What is required: Output, exactly and in full, the entries that appear below.

Data provided:
┄┄┄┄┄┄┄┄┄┄

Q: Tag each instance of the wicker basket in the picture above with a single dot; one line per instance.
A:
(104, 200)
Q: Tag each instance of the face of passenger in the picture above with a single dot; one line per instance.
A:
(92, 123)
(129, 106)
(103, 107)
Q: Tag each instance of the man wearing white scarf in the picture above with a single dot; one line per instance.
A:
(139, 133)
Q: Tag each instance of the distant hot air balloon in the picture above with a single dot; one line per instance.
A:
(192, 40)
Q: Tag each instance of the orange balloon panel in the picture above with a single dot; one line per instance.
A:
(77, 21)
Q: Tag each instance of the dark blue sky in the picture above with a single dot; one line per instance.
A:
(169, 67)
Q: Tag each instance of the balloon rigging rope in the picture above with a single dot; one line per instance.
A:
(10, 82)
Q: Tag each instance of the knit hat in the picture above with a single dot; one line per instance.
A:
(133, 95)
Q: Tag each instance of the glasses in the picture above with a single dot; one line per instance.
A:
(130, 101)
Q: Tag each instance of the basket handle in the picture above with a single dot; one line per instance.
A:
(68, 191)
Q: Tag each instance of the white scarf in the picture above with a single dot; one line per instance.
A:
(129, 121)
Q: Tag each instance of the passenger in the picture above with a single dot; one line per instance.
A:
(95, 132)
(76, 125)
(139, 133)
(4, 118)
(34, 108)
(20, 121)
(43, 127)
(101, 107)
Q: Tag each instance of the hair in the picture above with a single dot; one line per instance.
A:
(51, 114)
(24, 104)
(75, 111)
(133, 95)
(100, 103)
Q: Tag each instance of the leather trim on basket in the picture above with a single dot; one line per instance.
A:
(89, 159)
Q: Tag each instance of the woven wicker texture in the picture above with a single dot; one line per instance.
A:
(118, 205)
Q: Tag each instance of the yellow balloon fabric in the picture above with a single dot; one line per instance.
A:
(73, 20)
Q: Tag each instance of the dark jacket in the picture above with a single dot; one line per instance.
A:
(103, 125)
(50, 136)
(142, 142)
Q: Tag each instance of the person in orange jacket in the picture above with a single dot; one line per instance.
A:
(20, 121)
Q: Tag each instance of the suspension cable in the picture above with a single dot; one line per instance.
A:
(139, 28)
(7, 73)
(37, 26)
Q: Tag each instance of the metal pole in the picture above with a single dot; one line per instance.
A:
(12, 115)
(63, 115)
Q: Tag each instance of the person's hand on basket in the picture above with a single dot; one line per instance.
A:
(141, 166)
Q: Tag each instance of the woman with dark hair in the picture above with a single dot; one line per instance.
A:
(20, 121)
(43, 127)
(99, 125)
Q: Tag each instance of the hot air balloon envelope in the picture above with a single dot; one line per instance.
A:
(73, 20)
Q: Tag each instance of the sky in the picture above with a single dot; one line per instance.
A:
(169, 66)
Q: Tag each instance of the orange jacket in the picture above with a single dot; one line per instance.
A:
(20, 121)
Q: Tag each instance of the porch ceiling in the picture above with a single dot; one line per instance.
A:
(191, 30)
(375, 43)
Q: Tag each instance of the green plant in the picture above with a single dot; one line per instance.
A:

┄┄┄┄┄┄┄┄┄┄

Response to the exercise:
Q: Tag each instance of the wicker basket in the picture above with a single dot; one line per instance.
A:
(104, 200)
Q: Tag each instance of the face of passenger in the picture above with a single dot; one line per instance.
A:
(92, 123)
(129, 106)
(103, 107)
Q: Tag each instance of the man wearing white scarf in the picture above with a single dot; one line per instance.
A:
(139, 133)
Q: Tag each instance of the distant hot air balloon in the picture above with a single dot; one line per instance.
A:
(192, 40)
Q: Tag each instance of the orange balloon panel in the picture above with a single dot; one line per instance.
A:
(77, 21)
Q: Tag each instance of the dark blue sky in the picture above with a single dot; one line per instance.
A:
(169, 67)
Q: Tag each instance of the balloon rigging rope in the picture above with a single dot; one line per instance.
A:
(10, 82)
Q: Tag each instance of the knit hat in the picture above with a single dot; one line per instance.
A:
(133, 95)
Q: Tag each instance of the glasses in the picture above with a single dot; one line per instance.
A:
(130, 101)
Q: Tag each instance of the basket handle in the picture above with a single dot; one line per instance.
A:
(68, 191)
Q: Tag each instance of the white scarf in the picture above with a single dot; one line per instance.
A:
(129, 121)
Q: Tag each instance of the passenger in the picture above with a single dot; one line per instance.
A:
(95, 132)
(76, 125)
(139, 133)
(4, 118)
(34, 108)
(20, 121)
(43, 127)
(101, 107)
Q: Tag each instance of the hair in the picture above with a single dot; one line per instance.
A:
(51, 114)
(24, 104)
(75, 111)
(133, 95)
(100, 103)
Q: Tag each instance of the leather trim on basket in the picture above with a single dot; one line per instance.
A:
(89, 159)
Q: Tag each instance of the woven wicker texture in the picture above with a single dot; one line per instance.
A:
(118, 205)
Q: Tag each instance of the yellow balloon fabric in the picture above with a single dot; one line per instance.
A:
(73, 20)
Q: Tag each instance of the dark jacket in the picture above with a single dot; one line per instance.
A:
(103, 125)
(50, 136)
(142, 142)
Q: Tag each instance of the person in orange jacket in the picture above with a single dot; one line per instance.
A:
(20, 121)
Q: Tag each instance of the suspension cable in the picture above with a single dot; one line per instance.
A:
(139, 28)
(7, 73)
(37, 26)
Q: Tag each instance of the metal pole in the picture above with a single dot; one line per instance.
A:
(12, 115)
(63, 115)
Q: Tag each instance of the person's hand on basket in the picture above with a single dot; one line per instance.
A:
(141, 166)
Q: Tag each instance of the woman with dark hair in the picture above with a single dot; one line per instance.
A:
(20, 121)
(43, 127)
(99, 125)
Q: Tag each instance of the hot air balloon envelope in the picture above with a single dot; one line per instance.
A:
(73, 20)
Q: Tag each instance of the sky in the picture above with a single dot; one line per instance.
A:
(169, 66)
Q: Tag each instance of the orange jacket in the picture above with a single dot; one line per instance.
A:
(20, 121)
Q: Tag each instance of the porch ceiling in the picture above with a single dot; one line per instance.
A:
(191, 30)
(375, 43)
Q: Tag each instance of the green plant in the picture above with a single dot; one line per instance.
A:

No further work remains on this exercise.